### EXERCISE INSTRUCTIONS:
Beginning at the line that contains "down jacket, one point per instance." and ending at the last line of the entries, write out each line exactly; include nothing outside that span.

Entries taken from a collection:
+ + + + + + +
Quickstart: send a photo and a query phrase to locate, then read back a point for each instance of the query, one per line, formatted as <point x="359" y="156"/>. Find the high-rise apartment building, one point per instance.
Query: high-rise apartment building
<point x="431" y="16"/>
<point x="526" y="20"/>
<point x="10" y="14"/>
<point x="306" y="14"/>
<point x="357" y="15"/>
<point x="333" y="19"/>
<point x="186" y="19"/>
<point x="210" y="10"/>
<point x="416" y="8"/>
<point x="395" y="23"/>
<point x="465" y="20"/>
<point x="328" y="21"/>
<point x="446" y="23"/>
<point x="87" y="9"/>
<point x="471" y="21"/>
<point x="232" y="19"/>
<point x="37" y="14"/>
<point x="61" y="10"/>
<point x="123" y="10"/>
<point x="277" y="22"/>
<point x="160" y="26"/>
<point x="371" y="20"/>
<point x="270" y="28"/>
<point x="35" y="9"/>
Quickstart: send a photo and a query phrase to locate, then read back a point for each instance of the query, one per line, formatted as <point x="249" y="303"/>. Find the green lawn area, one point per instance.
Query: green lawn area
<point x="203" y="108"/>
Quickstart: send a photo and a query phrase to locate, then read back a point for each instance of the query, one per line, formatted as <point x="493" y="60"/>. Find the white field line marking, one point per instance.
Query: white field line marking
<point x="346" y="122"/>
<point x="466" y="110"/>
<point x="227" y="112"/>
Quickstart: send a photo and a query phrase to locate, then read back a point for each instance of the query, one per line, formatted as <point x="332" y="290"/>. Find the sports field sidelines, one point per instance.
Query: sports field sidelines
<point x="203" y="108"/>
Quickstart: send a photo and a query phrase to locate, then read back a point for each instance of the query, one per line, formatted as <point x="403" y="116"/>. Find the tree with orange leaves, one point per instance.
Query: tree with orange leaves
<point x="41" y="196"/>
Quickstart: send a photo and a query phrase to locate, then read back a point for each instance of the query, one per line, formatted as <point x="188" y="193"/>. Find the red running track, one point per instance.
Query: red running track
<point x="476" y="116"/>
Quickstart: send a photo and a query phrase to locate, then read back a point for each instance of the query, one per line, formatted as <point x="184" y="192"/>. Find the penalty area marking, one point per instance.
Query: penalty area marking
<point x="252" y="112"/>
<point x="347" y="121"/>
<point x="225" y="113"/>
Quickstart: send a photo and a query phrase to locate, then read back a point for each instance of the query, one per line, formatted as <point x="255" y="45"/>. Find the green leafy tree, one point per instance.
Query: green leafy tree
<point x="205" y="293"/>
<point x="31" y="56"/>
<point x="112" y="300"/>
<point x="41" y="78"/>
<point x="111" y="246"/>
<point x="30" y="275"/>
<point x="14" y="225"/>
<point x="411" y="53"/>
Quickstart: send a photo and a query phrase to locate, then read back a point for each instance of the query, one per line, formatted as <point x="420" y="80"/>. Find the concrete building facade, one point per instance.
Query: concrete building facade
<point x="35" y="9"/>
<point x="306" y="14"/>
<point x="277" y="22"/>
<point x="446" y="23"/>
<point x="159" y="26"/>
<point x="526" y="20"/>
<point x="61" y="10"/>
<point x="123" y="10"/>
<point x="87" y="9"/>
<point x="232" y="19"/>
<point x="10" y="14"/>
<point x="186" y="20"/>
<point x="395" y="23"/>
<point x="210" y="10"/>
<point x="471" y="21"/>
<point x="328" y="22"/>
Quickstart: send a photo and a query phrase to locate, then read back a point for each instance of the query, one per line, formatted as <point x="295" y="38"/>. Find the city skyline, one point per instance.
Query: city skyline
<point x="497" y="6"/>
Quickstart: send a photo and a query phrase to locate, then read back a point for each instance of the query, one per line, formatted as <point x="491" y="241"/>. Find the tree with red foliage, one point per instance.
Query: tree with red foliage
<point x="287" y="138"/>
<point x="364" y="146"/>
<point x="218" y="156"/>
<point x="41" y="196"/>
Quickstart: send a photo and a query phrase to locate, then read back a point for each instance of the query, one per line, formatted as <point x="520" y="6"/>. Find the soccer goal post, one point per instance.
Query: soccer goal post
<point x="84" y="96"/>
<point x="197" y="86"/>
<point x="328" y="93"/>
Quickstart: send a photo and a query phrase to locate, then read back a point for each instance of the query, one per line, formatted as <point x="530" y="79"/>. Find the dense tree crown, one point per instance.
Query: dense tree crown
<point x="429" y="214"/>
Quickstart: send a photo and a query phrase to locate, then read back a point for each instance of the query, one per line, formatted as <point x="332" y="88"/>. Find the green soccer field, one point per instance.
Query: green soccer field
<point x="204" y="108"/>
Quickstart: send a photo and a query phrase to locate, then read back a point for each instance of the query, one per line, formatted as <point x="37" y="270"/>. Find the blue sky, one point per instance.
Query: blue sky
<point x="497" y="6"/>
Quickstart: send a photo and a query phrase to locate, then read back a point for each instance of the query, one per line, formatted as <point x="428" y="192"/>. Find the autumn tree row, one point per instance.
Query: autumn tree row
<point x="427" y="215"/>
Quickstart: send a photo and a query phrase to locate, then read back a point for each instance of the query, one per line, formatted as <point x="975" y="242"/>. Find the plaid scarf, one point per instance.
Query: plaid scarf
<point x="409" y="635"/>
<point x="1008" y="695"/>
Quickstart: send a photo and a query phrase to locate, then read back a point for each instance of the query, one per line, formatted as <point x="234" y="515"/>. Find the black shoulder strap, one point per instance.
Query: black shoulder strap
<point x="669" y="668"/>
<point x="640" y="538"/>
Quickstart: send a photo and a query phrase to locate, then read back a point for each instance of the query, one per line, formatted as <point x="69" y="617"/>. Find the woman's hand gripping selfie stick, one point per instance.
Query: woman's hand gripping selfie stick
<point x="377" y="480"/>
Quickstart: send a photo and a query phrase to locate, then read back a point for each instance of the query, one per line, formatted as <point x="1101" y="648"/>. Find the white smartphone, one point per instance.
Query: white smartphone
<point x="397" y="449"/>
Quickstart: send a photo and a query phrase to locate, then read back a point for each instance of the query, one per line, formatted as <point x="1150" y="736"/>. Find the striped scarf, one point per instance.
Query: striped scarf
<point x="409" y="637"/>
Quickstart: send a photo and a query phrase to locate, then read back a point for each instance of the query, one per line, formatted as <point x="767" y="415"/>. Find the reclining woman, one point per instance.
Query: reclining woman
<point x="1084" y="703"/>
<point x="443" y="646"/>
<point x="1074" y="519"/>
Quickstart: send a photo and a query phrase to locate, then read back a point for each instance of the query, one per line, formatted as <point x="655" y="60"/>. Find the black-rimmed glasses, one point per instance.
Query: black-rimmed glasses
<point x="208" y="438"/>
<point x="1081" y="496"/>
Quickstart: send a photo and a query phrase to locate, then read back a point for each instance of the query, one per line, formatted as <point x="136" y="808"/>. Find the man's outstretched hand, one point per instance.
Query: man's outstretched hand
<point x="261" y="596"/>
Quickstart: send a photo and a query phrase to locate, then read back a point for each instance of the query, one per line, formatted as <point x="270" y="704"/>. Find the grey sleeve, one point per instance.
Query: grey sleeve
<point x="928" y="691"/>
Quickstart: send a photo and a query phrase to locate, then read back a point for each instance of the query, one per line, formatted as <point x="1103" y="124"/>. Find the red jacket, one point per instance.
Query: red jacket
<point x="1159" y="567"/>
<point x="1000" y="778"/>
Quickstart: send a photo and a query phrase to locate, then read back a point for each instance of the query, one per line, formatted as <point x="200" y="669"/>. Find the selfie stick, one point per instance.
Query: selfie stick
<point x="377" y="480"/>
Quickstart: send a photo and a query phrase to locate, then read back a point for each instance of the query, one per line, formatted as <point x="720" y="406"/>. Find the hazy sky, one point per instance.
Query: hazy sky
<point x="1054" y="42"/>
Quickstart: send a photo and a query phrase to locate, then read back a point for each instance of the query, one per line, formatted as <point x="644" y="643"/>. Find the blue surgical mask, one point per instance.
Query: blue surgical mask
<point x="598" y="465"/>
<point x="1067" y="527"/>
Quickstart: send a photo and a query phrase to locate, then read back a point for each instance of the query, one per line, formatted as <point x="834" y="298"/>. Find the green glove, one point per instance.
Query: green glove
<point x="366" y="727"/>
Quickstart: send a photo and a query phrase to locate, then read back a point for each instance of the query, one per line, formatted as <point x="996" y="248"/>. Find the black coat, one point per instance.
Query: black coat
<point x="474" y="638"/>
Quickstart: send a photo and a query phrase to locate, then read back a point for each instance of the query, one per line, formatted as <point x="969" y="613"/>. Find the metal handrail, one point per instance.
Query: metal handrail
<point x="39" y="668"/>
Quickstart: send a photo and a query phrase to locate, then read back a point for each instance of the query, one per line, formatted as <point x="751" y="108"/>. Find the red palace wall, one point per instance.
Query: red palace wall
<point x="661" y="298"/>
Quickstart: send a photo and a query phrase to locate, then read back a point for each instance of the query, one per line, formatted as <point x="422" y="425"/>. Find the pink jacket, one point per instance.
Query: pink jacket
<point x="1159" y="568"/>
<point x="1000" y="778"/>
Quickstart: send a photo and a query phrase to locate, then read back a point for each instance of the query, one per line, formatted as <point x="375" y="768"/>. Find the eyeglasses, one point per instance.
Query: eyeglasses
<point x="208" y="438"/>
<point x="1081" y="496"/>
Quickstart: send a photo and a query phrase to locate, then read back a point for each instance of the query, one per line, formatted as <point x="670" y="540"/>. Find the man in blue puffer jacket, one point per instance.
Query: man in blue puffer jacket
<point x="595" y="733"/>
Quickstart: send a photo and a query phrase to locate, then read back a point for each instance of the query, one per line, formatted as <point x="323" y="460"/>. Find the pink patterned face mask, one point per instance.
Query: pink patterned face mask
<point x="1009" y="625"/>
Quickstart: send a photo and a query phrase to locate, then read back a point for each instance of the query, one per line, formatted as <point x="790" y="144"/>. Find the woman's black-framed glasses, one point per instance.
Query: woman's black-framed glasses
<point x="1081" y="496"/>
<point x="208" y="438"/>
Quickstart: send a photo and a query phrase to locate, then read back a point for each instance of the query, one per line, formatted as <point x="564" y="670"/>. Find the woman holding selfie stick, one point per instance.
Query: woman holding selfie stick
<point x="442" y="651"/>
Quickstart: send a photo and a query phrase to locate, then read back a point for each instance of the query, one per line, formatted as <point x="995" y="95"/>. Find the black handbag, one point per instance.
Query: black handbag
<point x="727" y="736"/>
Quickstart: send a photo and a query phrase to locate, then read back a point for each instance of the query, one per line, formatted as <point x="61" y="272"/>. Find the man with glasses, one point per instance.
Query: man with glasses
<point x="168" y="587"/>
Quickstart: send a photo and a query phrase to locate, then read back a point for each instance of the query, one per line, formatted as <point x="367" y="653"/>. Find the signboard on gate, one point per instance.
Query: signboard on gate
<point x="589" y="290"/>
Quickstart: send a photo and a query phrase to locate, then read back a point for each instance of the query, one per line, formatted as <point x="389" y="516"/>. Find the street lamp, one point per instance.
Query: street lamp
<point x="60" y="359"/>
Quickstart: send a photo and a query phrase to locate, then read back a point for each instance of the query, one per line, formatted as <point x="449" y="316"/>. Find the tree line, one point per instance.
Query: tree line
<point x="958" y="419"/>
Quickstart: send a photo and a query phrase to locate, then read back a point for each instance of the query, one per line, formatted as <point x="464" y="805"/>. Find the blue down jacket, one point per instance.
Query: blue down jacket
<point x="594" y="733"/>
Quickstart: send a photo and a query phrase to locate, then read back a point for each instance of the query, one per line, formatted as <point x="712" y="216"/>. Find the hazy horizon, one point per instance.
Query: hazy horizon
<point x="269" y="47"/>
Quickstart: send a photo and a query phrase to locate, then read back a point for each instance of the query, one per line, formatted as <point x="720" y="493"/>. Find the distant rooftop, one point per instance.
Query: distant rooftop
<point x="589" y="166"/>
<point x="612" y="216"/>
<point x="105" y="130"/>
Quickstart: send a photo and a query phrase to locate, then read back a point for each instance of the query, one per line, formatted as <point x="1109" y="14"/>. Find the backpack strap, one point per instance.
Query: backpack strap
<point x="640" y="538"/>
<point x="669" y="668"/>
+ + + + + + +
### OUTPUT OF THE EXERCISE:
Quickstart: send a photo and a query phrase to locate, then read back a point for each instance of the query, one per line, formatted as <point x="464" y="805"/>. Find the blue down jacket, one point per instance.
Query: blue down jacket
<point x="594" y="733"/>
Quickstart: send a photo and a query phrase to locate, then read back a point for each instance of the query, one per line, formatted as <point x="712" y="216"/>. Find the hazy horizon, one point per instance.
Query: hazy horizon
<point x="269" y="47"/>
Quickstart: send a photo and a query phrase to locate, then read back a point for each instance of the query, one per line, formatted as <point x="720" y="493"/>. Find the distant rooftop, one point per instance.
Query: distant rooftop
<point x="589" y="166"/>
<point x="612" y="216"/>
<point x="105" y="130"/>
Quickstart: send a photo and a query phrase to locate, then read back a point for each instance of the query, one per line, formatted as <point x="1109" y="14"/>. Find the backpack strap, one point per instance.
Query: backpack strap
<point x="640" y="538"/>
<point x="669" y="668"/>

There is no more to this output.